→ **Exercise goal**
Reproduce the entries below exactly, but leave the pictures out.

Source data Start Marker

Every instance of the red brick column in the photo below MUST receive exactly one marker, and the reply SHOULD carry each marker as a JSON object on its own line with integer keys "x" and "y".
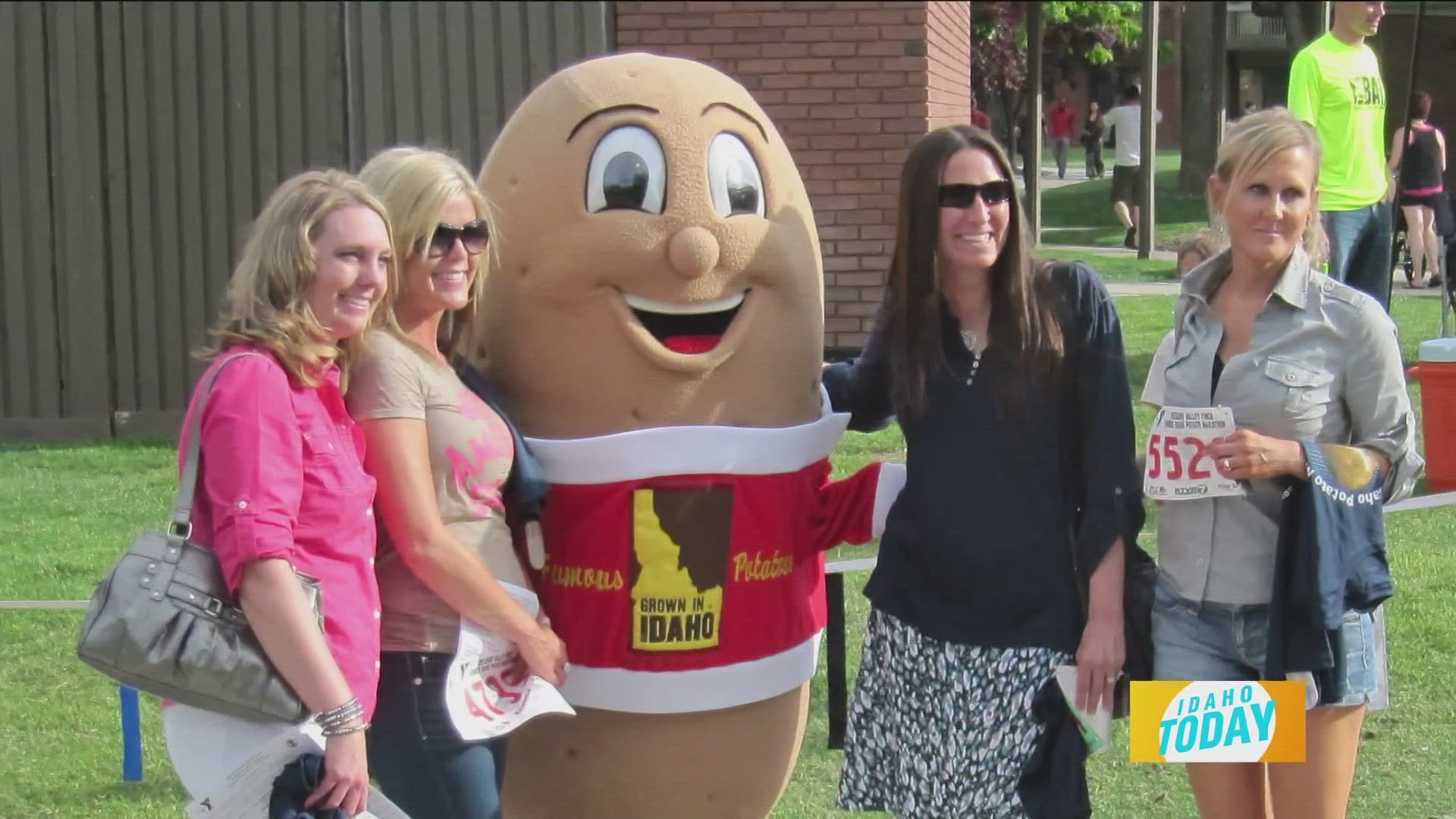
{"x": 851, "y": 86}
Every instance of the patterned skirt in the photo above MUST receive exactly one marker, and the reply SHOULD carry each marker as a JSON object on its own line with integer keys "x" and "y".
{"x": 941, "y": 730}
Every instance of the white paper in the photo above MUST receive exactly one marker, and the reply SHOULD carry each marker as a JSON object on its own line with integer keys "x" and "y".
{"x": 1178, "y": 465}
{"x": 248, "y": 789}
{"x": 490, "y": 691}
{"x": 1097, "y": 727}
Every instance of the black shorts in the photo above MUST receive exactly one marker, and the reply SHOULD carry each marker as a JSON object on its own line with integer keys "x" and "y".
{"x": 1424, "y": 200}
{"x": 1128, "y": 184}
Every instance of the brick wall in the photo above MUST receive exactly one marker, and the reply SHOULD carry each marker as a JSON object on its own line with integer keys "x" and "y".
{"x": 851, "y": 86}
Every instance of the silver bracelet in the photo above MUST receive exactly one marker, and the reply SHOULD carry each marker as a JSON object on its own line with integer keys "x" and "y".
{"x": 344, "y": 730}
{"x": 340, "y": 716}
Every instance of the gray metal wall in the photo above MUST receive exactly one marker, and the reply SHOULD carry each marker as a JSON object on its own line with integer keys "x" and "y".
{"x": 137, "y": 142}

Source data End Marker

→ **Result of this exercise**
Every instance of the red brick column in the photo below MUST receive exactly one marker, and the reply SHOULD carry each marker as a JSON object on its own line with integer keys "x" and "y".
{"x": 851, "y": 86}
Every instance of the patterned skirt in the photo above MUST receive exactly one marker, and the reply SHOULD carry each marker as a JSON object on its own line with integer keys "x" and "y".
{"x": 941, "y": 730}
Every instance of the white paper in the photo above MUST receive exactly one marker, and the reply SHOULD carry each marker as a JSON object on its own line with integer keys "x" and "y".
{"x": 1178, "y": 465}
{"x": 248, "y": 789}
{"x": 490, "y": 691}
{"x": 1097, "y": 727}
Every instance of the black shorts in the photo above MUST receive exactly one marker, and the reply SHOULD carry each marker as a JSON object on its own line with integer keys "x" and "y".
{"x": 1424, "y": 200}
{"x": 1128, "y": 184}
Every instance of the brick wall in the photo above MUST receive exactly one marker, and the reply SHOULD carry each marker as a JSON object on its own line with integer keys "x" and "y".
{"x": 851, "y": 86}
Every instance of the silver bracelet in the photo above MUST receive exactly one marker, and the reply SHOULD carry each marker as a JSON object on its own line with integer keys "x" and "y".
{"x": 344, "y": 730}
{"x": 340, "y": 716}
Every instance of the gray metal wall in the photo above MUST receive exactly one marker, and the reply SHOULD carry each marker as a JSON object on its own line with integer keys "x" and "y".
{"x": 137, "y": 142}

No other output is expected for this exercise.